- **Exercise**: Extract each line of the records below that contains the string "dress". Copy the lines verbatim, one per line.

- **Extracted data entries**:
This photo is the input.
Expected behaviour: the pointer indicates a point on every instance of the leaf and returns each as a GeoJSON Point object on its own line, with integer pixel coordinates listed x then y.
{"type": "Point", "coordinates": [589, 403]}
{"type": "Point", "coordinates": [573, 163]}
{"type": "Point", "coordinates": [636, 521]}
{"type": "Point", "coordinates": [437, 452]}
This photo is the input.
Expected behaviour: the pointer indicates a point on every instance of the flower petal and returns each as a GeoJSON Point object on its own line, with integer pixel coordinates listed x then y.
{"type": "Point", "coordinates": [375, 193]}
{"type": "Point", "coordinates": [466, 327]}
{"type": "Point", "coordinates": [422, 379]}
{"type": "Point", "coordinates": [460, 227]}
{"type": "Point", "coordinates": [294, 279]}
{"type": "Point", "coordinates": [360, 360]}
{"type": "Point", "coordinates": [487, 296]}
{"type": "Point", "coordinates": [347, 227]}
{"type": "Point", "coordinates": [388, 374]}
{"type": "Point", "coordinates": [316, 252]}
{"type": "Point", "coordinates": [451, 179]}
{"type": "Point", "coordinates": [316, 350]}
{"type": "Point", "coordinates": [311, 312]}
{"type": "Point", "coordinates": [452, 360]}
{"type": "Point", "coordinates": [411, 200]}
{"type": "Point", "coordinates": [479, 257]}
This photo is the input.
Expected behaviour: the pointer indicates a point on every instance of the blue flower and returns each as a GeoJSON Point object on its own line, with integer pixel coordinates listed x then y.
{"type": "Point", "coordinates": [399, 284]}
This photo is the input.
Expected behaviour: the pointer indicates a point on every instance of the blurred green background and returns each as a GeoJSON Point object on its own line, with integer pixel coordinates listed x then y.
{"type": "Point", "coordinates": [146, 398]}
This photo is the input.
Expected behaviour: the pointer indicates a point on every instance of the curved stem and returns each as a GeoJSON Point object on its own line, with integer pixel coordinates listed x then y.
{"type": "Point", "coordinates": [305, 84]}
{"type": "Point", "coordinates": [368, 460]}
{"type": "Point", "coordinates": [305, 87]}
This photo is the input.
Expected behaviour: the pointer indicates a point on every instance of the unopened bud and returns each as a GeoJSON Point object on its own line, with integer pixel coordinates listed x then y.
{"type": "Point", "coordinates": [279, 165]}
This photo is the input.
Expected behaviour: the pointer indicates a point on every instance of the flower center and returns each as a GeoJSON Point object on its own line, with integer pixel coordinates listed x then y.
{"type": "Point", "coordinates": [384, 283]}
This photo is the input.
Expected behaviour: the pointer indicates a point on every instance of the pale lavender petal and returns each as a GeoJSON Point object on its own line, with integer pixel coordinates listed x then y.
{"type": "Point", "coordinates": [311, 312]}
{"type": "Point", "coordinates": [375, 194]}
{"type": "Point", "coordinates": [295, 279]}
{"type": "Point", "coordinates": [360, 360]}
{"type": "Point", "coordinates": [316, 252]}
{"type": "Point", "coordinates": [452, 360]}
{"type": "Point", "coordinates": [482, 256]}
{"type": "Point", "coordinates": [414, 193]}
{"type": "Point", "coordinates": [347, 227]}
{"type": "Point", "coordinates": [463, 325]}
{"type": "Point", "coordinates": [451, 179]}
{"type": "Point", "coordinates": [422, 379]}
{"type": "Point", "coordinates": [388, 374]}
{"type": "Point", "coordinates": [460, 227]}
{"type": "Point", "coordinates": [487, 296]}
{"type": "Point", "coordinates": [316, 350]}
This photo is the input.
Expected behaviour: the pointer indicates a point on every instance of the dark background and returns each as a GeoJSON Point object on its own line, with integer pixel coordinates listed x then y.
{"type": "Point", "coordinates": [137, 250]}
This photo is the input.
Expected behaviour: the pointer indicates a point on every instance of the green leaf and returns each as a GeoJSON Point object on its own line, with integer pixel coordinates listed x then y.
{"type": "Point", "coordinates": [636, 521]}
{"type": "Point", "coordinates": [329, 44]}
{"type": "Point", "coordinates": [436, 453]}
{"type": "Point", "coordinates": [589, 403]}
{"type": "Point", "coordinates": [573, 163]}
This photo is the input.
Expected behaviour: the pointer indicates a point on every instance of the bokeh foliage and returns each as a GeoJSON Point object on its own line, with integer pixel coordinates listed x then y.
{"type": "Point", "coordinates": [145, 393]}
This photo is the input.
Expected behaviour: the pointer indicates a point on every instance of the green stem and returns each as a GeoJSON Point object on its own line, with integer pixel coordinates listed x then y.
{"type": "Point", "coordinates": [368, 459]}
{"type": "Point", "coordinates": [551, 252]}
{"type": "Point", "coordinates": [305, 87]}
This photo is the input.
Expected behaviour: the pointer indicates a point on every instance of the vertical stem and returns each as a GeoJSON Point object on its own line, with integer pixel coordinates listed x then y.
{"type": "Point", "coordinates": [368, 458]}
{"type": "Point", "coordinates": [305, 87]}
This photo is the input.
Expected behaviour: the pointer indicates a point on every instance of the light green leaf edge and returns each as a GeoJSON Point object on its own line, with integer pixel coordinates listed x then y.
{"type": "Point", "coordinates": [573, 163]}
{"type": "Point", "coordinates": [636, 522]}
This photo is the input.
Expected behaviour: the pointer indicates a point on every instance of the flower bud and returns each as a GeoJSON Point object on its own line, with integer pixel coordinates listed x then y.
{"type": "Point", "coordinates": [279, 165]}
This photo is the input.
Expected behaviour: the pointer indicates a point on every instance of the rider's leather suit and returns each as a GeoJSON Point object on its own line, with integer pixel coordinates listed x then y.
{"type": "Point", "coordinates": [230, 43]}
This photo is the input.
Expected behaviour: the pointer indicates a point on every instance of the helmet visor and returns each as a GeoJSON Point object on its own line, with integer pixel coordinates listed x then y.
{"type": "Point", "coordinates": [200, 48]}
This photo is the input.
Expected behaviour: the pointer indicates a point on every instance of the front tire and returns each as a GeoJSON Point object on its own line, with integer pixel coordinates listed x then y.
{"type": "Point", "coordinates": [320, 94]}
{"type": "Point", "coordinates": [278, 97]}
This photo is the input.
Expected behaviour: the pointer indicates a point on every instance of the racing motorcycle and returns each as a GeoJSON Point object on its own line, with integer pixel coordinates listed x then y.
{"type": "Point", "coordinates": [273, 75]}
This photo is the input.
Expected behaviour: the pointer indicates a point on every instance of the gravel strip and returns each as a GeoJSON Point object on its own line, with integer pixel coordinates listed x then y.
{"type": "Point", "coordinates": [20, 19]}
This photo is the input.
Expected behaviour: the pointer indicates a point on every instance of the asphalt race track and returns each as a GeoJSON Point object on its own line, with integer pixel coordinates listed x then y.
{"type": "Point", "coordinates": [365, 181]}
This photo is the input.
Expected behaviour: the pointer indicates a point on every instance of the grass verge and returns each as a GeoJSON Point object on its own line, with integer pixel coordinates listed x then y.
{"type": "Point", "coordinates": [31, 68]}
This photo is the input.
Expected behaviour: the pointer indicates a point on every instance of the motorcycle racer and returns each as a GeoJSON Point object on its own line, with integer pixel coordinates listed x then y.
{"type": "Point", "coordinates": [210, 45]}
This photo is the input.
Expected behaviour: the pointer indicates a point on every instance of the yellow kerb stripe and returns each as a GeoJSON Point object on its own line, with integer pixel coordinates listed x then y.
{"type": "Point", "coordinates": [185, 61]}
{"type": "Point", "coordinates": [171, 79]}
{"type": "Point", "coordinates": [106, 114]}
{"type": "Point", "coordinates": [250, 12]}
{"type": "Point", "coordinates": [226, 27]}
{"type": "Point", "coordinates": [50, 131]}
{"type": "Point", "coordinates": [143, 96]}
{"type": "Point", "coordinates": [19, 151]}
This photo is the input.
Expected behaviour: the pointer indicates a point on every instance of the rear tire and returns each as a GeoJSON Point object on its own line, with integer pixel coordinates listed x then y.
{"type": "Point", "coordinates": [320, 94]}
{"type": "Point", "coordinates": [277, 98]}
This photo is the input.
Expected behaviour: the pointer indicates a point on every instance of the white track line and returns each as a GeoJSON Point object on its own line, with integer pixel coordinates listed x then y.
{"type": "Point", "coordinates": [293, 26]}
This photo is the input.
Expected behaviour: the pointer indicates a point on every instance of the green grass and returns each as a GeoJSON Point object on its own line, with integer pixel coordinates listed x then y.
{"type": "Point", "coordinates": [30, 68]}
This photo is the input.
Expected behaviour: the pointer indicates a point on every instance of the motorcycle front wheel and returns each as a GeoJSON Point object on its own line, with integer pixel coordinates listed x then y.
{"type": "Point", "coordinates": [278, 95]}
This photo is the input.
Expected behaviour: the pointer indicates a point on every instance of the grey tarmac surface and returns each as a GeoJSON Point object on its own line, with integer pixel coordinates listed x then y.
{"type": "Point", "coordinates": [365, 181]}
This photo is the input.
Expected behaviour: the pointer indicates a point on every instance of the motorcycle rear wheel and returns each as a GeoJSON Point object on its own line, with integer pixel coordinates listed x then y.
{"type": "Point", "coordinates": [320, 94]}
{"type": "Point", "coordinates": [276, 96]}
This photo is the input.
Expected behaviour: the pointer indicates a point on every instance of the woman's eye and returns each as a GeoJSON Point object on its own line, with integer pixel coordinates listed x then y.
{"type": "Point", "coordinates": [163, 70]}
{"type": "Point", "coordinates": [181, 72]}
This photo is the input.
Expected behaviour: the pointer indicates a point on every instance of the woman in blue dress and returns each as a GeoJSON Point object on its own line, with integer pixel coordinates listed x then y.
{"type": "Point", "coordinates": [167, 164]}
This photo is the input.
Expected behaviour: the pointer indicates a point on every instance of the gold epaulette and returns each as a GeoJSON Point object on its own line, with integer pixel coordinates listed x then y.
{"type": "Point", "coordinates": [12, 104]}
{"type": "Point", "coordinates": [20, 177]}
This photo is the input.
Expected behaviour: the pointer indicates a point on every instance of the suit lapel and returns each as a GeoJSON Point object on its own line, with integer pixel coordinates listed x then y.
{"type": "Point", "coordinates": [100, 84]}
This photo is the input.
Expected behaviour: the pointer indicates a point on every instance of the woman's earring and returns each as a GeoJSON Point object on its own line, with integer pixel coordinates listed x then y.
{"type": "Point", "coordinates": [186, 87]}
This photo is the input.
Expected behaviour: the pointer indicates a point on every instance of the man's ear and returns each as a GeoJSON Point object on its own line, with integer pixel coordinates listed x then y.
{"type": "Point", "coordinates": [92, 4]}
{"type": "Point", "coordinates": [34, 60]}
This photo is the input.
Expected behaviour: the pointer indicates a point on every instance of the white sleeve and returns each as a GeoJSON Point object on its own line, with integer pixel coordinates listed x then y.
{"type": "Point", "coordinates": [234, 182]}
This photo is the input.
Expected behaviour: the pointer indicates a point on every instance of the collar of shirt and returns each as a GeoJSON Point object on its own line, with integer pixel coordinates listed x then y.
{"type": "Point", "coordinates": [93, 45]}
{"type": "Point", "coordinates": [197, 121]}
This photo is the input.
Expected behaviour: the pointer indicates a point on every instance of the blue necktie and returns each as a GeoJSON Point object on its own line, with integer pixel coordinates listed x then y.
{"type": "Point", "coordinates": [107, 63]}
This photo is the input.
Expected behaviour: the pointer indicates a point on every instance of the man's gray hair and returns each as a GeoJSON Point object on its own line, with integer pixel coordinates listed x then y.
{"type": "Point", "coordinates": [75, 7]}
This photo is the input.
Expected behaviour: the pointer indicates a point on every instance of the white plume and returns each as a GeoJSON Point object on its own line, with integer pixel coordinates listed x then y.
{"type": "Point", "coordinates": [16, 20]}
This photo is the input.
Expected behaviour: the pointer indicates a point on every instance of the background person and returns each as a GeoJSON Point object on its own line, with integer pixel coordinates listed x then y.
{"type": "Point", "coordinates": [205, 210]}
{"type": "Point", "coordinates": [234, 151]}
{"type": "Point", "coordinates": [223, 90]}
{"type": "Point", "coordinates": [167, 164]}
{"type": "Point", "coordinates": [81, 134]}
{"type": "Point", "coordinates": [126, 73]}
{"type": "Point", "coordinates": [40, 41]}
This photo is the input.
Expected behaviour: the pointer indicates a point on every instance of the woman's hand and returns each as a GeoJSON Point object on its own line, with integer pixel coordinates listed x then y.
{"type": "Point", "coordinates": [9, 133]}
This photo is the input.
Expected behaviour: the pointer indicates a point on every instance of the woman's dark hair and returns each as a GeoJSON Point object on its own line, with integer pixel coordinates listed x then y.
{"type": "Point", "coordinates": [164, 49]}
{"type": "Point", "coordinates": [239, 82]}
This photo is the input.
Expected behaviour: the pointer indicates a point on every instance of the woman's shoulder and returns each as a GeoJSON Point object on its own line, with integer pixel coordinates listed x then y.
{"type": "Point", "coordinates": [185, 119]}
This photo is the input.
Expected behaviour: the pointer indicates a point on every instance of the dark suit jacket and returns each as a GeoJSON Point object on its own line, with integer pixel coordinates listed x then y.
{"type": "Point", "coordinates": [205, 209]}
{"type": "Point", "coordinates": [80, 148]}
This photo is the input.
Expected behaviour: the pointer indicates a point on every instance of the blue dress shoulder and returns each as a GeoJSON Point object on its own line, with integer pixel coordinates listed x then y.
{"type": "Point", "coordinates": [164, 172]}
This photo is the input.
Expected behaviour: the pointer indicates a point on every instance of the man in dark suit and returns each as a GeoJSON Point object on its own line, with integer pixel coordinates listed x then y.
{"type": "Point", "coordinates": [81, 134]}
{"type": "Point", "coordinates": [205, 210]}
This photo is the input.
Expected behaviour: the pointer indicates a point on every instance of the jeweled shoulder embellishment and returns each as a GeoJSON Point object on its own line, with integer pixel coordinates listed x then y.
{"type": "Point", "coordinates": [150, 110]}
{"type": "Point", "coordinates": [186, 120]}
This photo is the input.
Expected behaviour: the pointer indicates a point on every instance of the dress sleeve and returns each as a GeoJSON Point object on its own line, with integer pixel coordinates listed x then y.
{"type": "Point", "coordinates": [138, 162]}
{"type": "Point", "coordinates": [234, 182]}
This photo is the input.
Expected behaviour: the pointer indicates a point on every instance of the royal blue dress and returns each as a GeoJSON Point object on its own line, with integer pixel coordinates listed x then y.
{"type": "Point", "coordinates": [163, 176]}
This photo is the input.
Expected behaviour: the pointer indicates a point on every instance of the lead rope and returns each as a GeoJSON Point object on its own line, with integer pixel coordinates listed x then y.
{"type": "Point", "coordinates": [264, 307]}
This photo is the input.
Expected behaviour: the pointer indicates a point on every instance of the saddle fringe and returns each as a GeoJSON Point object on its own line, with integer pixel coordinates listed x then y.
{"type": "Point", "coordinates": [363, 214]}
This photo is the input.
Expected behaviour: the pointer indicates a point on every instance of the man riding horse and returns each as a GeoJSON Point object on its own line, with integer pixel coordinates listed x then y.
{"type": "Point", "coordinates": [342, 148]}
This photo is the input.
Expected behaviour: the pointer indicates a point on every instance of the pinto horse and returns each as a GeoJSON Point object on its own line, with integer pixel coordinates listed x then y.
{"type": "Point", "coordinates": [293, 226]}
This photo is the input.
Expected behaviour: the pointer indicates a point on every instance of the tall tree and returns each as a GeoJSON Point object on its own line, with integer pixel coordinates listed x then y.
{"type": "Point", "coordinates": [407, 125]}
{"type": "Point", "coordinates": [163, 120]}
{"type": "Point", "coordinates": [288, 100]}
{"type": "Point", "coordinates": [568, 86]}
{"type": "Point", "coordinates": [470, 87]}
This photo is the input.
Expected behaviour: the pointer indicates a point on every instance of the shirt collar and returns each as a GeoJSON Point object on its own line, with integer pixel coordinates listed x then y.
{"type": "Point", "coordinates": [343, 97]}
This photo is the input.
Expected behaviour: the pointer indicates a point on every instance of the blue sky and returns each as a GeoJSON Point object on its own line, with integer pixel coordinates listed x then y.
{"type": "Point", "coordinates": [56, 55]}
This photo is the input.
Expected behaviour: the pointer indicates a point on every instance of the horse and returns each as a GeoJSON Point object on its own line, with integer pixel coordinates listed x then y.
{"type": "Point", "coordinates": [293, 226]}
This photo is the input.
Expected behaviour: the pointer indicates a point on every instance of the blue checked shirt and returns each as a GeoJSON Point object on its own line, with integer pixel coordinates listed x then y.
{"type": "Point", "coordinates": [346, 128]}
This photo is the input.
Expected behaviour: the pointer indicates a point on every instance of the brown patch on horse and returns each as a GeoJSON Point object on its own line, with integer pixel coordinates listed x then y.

- **Result of the exercise**:
Expected behaviour: the pointer indicates a point on every instance of the woman in blue dress and returns each as a GeoJSON Point object on its own line, with integer pixel coordinates listed x then y.
Expected behaviour: the pointer indicates a point on every instance of the blue dress shoulder and returns each as a GeoJSON Point object on its own line, with integer pixel coordinates listed x then y.
Expected behaviour: the pointer indicates a point on every instance of the dress sleeve and returns each as a GeoJSON Point object on its own line, with integer pixel coordinates listed x then y.
Expected behaviour: the pointer indicates a point on every instance of the royal blue dress and returns each as a GeoJSON Point object on its own line, with integer pixel coordinates listed x then y.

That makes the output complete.